- Nathan Leigh Jones performing live in 2007

Background information
- Born: Nathan Leigh Jones 6 April 1981 (age 45) Adelaide, South Australia, Australia
- Genres: Pop, indie, acoustic
- Occupations: Public speaker, researcher, singer-songwriter, voice over artist
- Instruments: Vocals, piano
- Years active: 2004–present
- Website: www.nlj.co

= Nathan Leigh Jones =

Nathan Leigh Jones (born 6 April 1981) is an Australian musician, public speaker and voice over artist. He has an honours degree in psychology and researches the effects of music and words on emotion. He also teaches in the area of communication.

As a singer-songwriter, Jones has performed on stage with Lior, Guy Sebastian and Wendy Matthews. He has also produced music for Billy Porter, Alan Cumming and Rhonda Ross.

== Music ==

===Early career===

After submitting a demo, Jones was named "Artist Of The Year" at the 2004 Musicoz Awards, edging out fellow nominees Bliss n Eso. The ceremony was hosted by Dylan Lewis and Annalise Braakensiek at the WIN Entertainment Centre, and was broadcast nationally on 11 December 2004. As part of the prize, his debut album 10 Letters was recorded with Sony Music Australia featuring the single Day After Day. The following year, Jones returned to the 2005 Musicoz Awards to perform Day After Day and co-present an award with Yumi Stynes.
○ ○ ○
§ **Your instructions**: Please continue the Nathan Leigh Jones article, picking up right after its last sentence.
○ ○ ○
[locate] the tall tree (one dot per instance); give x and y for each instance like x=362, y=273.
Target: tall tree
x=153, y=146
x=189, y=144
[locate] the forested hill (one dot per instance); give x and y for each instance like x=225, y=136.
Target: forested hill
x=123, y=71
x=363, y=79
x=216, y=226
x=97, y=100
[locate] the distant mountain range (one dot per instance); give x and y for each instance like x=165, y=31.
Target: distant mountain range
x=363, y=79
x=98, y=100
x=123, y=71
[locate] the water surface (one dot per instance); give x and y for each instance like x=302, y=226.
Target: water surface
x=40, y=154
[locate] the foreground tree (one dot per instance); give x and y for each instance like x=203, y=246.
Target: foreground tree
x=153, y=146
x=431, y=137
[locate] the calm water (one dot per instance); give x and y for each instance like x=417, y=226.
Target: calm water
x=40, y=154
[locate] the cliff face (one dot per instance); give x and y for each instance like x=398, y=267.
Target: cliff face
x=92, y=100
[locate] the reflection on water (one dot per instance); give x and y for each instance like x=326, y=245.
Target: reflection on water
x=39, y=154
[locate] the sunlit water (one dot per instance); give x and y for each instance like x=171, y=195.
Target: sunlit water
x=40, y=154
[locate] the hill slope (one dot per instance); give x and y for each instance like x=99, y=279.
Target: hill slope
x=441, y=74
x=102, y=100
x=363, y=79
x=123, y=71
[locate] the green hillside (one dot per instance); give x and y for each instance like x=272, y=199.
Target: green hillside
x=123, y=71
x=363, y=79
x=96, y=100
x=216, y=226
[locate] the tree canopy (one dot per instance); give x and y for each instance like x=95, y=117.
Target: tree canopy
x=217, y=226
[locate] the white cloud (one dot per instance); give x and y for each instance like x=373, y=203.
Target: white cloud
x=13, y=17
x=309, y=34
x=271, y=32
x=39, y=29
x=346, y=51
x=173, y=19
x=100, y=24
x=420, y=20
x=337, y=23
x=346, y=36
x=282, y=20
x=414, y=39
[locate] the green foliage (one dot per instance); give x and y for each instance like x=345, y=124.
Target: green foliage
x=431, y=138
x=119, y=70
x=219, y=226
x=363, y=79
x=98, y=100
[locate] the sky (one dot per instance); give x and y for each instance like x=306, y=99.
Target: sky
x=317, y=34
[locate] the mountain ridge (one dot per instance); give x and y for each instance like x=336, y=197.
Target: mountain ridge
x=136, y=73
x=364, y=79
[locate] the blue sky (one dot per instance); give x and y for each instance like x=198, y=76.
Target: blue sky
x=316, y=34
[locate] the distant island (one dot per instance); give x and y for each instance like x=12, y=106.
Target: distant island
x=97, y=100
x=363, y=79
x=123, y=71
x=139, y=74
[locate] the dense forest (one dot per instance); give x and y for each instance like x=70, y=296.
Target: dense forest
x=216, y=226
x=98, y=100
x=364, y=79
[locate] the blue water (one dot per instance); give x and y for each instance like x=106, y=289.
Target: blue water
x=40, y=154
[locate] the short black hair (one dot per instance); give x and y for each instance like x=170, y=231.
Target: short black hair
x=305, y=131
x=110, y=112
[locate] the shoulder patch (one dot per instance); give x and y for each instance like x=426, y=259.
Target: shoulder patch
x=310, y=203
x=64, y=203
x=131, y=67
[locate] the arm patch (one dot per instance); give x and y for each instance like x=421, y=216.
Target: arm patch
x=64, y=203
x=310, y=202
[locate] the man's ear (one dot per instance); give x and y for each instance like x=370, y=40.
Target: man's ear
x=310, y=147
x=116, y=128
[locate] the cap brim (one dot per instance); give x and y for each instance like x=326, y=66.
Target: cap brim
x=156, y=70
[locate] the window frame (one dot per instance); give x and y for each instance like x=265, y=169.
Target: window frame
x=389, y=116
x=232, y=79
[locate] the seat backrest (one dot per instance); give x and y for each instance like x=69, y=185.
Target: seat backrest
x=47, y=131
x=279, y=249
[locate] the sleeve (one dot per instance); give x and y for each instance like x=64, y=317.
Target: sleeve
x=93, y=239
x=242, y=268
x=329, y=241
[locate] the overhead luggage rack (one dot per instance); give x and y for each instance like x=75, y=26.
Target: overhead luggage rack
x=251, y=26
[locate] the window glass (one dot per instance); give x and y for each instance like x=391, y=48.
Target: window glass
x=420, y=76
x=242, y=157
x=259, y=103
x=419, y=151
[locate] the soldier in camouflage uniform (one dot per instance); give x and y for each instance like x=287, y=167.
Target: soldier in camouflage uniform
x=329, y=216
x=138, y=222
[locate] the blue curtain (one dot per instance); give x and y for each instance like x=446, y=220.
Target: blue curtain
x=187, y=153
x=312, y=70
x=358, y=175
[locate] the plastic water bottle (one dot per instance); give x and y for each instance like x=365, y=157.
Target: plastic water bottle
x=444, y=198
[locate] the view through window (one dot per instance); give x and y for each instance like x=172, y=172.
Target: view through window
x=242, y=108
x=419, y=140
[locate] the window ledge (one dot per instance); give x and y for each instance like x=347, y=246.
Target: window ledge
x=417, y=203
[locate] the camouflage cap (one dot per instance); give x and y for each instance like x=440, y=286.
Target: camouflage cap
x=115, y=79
○ ○ ○
§ **Response for this exercise**:
In 2007, Jones composed and arranged the music for Centrelink The Musical which made its debut at the 2008 Adelaide Fringe Festival. According to the show's creator, Jones "was keen to just work on something fun" after complications with a record deal. The musical was generally well-received, with a score that was "beautifully timed and refreshingly snappy".

Later that year, Jones relocated to New York City and began to work on some new music at The Cutting Room Studios. As a result, the pop-heavy single Lip Sync was released in September 2008. Speaking with The Sydney Morning Herald about the independent release, he said: “At this stage in my career, especially after receiving some limiting contracts from labels, I actually can't think of anything more freeing.”

===2009–2013===

In 2010, Jones arranged and produced a remake of the song That's What Friends Are For featuring David Raleigh, Billy Porter, Ari Gold and Alan Cumming. The song's music video received airplay on Logo TV, with proceeds supporting the Ali Forney Center.

Jones returned to Australia to record his second album Sooner Or Later at Studios 301, then launched the album in New York City at Joe's Pub on 3 April 2011. It was noted that, despite being an independent release, it "has all the polish of a major label recording". The album features Grammy Award-winning musicians Dan Warner and Lee Levin, with backing vocals from The Idea Of North's Naomi Crellin and Sally Cameron.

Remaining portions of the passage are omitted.